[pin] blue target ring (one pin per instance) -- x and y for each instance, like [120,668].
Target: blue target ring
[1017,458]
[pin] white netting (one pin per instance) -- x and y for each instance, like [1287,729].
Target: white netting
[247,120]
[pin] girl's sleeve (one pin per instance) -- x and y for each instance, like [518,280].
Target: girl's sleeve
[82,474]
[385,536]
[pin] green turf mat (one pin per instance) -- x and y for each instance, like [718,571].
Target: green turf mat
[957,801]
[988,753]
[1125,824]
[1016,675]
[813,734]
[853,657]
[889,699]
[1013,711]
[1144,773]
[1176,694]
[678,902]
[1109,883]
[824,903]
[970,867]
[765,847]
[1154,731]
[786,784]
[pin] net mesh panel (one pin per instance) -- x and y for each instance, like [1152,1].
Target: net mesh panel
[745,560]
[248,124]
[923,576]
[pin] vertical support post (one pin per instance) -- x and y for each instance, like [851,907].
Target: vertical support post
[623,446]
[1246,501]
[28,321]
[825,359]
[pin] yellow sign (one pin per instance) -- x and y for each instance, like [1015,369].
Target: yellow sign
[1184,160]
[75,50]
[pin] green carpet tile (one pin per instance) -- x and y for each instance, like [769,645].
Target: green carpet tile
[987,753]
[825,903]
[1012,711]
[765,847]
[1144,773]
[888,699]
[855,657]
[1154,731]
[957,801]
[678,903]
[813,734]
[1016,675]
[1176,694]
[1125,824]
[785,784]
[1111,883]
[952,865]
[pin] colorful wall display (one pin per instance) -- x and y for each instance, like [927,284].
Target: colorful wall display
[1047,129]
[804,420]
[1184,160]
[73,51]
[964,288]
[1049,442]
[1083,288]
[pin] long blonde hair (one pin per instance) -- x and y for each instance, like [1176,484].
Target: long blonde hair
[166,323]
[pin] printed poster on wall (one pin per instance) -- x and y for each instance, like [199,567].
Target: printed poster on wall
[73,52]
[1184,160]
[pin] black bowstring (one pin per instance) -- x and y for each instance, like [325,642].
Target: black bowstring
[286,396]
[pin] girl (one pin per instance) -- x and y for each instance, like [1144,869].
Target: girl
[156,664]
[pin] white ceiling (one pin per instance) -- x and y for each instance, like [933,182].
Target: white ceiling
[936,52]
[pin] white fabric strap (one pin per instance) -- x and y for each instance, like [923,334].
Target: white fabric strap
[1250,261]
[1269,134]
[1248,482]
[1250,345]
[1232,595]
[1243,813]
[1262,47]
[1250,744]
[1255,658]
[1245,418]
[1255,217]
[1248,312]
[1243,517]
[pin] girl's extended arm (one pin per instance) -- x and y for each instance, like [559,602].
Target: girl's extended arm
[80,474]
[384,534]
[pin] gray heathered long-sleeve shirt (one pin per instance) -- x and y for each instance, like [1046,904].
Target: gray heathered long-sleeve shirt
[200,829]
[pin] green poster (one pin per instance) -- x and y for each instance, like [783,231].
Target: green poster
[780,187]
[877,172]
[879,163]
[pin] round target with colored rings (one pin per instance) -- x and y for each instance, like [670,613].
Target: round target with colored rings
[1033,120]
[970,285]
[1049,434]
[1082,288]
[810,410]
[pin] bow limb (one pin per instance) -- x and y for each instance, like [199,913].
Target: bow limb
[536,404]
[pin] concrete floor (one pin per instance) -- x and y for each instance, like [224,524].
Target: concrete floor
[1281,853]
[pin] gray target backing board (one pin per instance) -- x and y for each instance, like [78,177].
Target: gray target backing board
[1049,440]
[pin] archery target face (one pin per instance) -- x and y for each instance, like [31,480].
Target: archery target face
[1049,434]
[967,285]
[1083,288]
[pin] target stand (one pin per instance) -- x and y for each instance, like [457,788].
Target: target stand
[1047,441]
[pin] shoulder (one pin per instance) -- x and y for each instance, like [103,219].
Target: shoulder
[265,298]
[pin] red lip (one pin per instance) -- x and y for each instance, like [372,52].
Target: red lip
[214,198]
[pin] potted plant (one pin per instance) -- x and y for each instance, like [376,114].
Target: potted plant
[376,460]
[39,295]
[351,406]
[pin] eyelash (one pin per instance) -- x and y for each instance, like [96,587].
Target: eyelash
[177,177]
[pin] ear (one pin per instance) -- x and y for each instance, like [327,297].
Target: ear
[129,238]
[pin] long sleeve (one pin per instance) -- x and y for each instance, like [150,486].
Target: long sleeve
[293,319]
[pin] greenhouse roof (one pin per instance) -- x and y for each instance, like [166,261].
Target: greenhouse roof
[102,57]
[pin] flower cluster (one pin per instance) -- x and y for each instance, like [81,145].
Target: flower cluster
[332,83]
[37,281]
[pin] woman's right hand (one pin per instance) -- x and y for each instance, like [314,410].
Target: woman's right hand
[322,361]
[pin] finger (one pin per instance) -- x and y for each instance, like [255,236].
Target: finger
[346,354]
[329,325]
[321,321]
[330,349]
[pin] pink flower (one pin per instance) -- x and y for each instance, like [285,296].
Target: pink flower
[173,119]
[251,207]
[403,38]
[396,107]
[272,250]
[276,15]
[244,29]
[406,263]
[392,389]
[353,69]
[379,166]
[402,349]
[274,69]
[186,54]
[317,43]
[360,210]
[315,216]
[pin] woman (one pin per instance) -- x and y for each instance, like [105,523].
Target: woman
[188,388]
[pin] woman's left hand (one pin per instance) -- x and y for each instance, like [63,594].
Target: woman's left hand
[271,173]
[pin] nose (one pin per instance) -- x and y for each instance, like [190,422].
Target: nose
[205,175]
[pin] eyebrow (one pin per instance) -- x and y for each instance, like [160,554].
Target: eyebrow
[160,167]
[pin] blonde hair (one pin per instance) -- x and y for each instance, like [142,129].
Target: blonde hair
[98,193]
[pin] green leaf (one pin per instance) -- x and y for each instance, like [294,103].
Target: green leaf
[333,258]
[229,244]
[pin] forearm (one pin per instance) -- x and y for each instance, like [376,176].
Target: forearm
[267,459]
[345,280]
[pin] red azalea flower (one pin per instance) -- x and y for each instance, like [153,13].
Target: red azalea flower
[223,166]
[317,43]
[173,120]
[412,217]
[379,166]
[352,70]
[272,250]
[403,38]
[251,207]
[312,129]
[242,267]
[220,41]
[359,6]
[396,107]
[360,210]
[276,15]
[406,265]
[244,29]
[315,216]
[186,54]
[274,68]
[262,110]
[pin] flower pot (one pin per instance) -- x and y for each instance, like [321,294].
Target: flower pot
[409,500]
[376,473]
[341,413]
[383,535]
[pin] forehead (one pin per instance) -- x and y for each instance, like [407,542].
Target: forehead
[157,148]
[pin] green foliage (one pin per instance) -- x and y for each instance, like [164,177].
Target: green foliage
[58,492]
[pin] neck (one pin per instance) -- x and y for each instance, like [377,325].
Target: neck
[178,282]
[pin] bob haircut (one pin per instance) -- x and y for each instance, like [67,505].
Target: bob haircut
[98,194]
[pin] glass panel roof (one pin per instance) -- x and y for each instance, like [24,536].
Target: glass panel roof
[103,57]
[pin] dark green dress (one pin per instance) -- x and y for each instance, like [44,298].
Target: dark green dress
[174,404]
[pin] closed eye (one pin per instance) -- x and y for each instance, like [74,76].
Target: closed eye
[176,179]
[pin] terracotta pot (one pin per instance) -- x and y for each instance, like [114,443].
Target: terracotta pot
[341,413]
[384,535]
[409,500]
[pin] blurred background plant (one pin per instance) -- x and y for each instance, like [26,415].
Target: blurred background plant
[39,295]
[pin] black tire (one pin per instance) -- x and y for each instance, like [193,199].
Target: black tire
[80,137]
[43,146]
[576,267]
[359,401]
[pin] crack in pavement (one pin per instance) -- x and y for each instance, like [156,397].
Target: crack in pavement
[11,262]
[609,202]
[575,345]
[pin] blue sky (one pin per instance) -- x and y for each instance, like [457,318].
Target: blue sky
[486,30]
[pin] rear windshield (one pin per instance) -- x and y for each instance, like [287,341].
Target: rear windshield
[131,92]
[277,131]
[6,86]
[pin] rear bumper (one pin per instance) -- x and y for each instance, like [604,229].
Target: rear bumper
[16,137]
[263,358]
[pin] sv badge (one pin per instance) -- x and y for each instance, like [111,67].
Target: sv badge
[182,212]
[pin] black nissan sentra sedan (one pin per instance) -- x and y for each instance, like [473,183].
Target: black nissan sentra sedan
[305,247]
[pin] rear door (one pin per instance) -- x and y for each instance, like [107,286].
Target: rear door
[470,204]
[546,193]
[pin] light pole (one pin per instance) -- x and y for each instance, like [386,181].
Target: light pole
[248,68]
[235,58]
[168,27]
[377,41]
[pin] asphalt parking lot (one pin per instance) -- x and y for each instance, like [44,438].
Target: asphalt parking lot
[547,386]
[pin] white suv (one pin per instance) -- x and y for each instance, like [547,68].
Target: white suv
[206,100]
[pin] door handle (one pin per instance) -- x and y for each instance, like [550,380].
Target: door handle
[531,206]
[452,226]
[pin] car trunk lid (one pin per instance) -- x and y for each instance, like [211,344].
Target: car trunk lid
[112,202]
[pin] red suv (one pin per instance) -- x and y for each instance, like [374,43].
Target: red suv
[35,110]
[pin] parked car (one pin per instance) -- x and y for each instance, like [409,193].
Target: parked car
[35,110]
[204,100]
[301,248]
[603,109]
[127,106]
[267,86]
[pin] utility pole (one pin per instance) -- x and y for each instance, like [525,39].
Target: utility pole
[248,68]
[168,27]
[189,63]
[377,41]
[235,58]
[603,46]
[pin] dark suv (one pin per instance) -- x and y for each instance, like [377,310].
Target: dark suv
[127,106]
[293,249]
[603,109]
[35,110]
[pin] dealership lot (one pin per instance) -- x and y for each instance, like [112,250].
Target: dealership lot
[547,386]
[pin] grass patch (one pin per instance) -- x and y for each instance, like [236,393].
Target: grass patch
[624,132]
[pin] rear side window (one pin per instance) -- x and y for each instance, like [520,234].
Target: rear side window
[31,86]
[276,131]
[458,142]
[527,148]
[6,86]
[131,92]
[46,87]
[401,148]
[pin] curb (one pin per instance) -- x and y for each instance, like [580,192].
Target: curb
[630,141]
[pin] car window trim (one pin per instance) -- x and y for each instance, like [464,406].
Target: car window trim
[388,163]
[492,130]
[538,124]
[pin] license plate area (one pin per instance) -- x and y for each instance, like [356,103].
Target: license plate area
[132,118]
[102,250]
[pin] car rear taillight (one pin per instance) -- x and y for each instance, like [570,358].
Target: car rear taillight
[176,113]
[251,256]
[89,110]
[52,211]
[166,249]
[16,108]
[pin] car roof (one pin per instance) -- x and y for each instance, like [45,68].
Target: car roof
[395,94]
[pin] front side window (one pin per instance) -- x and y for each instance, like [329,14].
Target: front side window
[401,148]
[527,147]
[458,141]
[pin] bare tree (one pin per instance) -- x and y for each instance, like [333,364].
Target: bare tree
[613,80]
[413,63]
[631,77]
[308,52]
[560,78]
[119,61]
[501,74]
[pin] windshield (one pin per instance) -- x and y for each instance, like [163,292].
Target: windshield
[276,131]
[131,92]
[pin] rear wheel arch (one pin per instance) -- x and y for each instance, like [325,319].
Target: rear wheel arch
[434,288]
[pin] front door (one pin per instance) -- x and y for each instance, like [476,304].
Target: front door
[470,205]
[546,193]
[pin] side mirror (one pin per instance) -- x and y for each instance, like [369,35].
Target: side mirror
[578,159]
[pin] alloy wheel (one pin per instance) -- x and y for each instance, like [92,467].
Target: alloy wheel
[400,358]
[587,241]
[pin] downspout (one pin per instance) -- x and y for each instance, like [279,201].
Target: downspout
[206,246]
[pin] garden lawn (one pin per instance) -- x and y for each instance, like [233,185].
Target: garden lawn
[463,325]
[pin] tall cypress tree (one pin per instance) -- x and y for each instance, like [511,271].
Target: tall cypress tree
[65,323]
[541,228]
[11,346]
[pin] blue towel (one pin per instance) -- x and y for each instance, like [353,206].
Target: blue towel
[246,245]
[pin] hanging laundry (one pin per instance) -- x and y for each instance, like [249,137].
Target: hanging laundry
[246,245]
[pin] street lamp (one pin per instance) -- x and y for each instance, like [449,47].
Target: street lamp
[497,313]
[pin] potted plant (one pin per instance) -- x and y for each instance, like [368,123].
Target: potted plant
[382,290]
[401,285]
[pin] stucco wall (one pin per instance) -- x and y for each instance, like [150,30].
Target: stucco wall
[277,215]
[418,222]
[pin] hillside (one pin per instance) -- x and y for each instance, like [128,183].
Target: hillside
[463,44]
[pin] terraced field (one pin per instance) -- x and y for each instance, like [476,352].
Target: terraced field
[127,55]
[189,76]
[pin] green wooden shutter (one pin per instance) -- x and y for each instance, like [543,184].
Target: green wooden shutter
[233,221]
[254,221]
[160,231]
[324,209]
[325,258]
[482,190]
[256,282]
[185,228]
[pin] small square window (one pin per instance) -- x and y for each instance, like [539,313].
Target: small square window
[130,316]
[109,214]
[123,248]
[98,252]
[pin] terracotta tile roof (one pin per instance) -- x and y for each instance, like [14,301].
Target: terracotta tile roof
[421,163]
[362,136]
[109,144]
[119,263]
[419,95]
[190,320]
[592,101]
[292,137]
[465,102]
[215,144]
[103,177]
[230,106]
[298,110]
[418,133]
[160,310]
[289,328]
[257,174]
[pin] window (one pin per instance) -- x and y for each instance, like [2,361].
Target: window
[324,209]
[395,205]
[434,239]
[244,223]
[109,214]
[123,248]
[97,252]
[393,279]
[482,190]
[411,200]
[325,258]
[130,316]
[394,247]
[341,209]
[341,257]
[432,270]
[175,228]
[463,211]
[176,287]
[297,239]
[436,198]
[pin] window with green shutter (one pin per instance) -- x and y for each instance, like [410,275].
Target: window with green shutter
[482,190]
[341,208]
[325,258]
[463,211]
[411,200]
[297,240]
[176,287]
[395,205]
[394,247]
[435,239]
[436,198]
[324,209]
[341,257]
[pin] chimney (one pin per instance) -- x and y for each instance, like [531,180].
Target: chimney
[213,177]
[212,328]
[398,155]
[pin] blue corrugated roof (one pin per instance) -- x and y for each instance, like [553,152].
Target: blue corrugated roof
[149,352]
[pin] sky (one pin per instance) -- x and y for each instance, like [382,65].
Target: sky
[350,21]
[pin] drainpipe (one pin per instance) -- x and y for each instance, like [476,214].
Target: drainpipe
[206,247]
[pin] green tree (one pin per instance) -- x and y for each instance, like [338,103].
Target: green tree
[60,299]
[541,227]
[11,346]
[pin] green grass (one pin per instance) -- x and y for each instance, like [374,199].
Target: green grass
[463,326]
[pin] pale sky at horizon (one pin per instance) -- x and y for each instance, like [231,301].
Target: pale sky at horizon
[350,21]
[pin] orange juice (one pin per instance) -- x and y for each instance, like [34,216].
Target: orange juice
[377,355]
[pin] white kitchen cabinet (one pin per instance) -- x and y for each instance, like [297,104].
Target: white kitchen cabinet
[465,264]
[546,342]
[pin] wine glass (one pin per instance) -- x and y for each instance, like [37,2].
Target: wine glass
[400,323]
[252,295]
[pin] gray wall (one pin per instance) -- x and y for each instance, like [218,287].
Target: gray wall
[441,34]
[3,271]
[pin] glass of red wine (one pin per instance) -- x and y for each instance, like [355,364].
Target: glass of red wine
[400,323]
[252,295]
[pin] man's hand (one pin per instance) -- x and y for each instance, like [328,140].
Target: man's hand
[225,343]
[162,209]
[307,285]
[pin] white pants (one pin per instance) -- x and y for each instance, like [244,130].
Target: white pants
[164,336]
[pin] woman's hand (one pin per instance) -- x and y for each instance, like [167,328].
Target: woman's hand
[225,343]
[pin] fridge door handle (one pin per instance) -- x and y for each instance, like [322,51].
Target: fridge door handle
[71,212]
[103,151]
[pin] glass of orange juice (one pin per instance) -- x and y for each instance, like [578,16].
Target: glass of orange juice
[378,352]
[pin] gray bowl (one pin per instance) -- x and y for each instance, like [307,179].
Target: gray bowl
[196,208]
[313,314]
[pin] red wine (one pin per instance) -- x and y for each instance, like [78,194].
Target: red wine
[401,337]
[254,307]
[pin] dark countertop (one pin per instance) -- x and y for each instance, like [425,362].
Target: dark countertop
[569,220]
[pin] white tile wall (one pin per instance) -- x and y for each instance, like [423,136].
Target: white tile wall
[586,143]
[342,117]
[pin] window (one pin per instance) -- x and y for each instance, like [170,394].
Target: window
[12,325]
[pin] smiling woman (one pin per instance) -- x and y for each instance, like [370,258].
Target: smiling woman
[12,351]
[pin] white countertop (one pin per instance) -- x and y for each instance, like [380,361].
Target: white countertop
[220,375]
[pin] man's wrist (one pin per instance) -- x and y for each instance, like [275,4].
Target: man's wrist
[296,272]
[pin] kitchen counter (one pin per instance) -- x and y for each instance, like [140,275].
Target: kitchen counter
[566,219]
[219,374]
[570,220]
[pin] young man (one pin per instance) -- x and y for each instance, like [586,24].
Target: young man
######
Would you print exactly and only the lines of the material above that run from the line with "[pin] glass of red" through the line with "[pin] glass of orange", both included?

[pin] glass of red wine (one pin per instance) -- x and y for each instance, like [355,364].
Target: glass of red wine
[400,323]
[252,295]
[pin] man's hand (one pin per instance) -- x and y for each instance, like [328,140].
Target: man's hand
[225,343]
[162,209]
[307,285]
[pin] white pants (one pin per instance) -- x and y for each instance, like [244,130].
Target: white pants
[164,336]
[pin] woman's hand (one pin per instance) -- x and y for each instance, like [167,328].
Target: woman's hand
[225,343]
[pin] fridge door handle (one pin per instance) -- x and y for each instance, like [322,51].
Target: fridge door handle
[71,212]
[103,151]
[pin] glass of orange juice (one pin per instance) -- x and y for each instance, like [578,16].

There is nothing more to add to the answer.